> [Text passage]:
By Tshepo Mashile
The Supreme Court of Appeal interprets the provisions of s 118(3) of the Local Government: Municipal Systems Act 32 of 2000 (the Act) in an important judgment in the matter of City of Tshwane Metropolitan Municipality v Mitchell [2016] 2 All SA 1 (SCA), which saw the majority of the coram agreeing and one judge dissenting. The dissenting judge’s reasons are not relevant for purposes of this article.
Background
On 22 February 2013 Mitchell (the respondent) purchased a fixed property known as Erf 296, Wonderboom Township, Gauteng (the property), at a sale in execution. The property is situated within the City of Tshwane Metropolitan Municipality’s (the appellant) municipal boundaries. Clause 6.4 of the ‘Conditions of sale in execution of immovable property’ provided: ‘The purchaser shall be responsible for payment of all costs and charges necessary to effect transfer including conveyancing costs, rates, taxes and other like charges necessary to procure a rate clearance certificate, transfer duty or VAT attracted by the sale and any Deeds registration office levies.’
When the respondent applied for a clearance certificate, the appellant issued a ‘written statement’ reflecting an outstanding amount of R 232 828,25 in respect of municipal service fees, levies and rates. That amount included debts older than two years preceding the date of the application for a clearance certificate, something to be known as a historical debt.

> [Dataset excerpt]:

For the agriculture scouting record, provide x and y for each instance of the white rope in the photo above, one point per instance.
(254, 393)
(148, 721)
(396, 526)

> [Things to do]:
• a. Print the stretch of the article on the Mitchell judgment from "By Tshepo Mashile" through "of this article.", word for word.
• b. According to the article on the Mitchell judgment, what outstanding amount did the municipality's written statement reflect?
• c. Pick up the article on the Mitchell judgment after its last sentence and write the next part.

> [Responses in order]:
• a.
By Tshepo Mashile
The Supreme Court of Appeal interprets the provisions of s 118(3) of the Local Government: Municipal Systems Act 32 of 2000 (the Act) in an important judgment in the matter of City of Tshwane Metropolitan Municipality v Mitchell [2016] 2 All SA 1 (SCA), which saw the majority of the coram agreeing and one judge dissenting. The dissenting judge’s reasons are not relevant for purposes of this article.

• b. R 232 828,25

• c.
Section 118(1) of the Act provides that:
‘(1) A registrar of deeds may not register the transfer of property except on production to that registrar of deeds of a prescribed certificate –
(a) issued by the municipality or municipalities in which that property is situated; and
(b) which certifies that all amounts that became due in connection with that property for municipal service fees, surcharges on fees, property rates and other municipal taxes, levies and duties during the two years preceding the date of application for the certificate have been fully paid.
. . .
(3) An amount due for municipal service fees, surcharges on fees, property rates and other municipal taxes, levies and duties is a charge upon the property in connection with which the amount is owing and enjoys preference over any mortgage bond registered against the property.’
The respondent disputed the correctness of the amount reflected in the ‘written statement’ as being payable for purposes of obtaining a clearance certificate in terms of s 118(1). The dispute was, however, settled and the appellant issued a certificate reflecting the outstanding amount due to it as R 126 608,50, which represented only the debt due for the two years preceding the date of the respondent’s application for issue of the certificate. The respondent paid that amount, leaving the historical debt of R 106 219,75 still outstanding, due and payable if it had not become prescribed.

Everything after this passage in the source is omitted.